Problem details =>
Give again exactly the lines that stretch from the one with "rough mask: <svg" to the end of the data below, including both of those lines and nothing else.

Saved entries =>
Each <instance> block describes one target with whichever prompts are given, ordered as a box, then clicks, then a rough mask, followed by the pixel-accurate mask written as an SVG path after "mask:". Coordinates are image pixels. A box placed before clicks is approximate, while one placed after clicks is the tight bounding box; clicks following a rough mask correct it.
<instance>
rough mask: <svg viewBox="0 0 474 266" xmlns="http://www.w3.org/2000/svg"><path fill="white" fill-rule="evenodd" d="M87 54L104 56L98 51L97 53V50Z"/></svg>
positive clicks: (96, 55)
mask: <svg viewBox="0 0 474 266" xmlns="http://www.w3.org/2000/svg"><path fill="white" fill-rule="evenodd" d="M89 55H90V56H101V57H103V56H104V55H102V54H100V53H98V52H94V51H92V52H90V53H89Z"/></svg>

Task response =>
rough mask: <svg viewBox="0 0 474 266" xmlns="http://www.w3.org/2000/svg"><path fill="white" fill-rule="evenodd" d="M87 54L104 56L98 51L97 53V50Z"/></svg>
positive clicks: (96, 55)
mask: <svg viewBox="0 0 474 266" xmlns="http://www.w3.org/2000/svg"><path fill="white" fill-rule="evenodd" d="M89 55H90V56H101V57H103V56H104V55H102V54H100V53H98V52H94V51H92V52H90V53H89Z"/></svg>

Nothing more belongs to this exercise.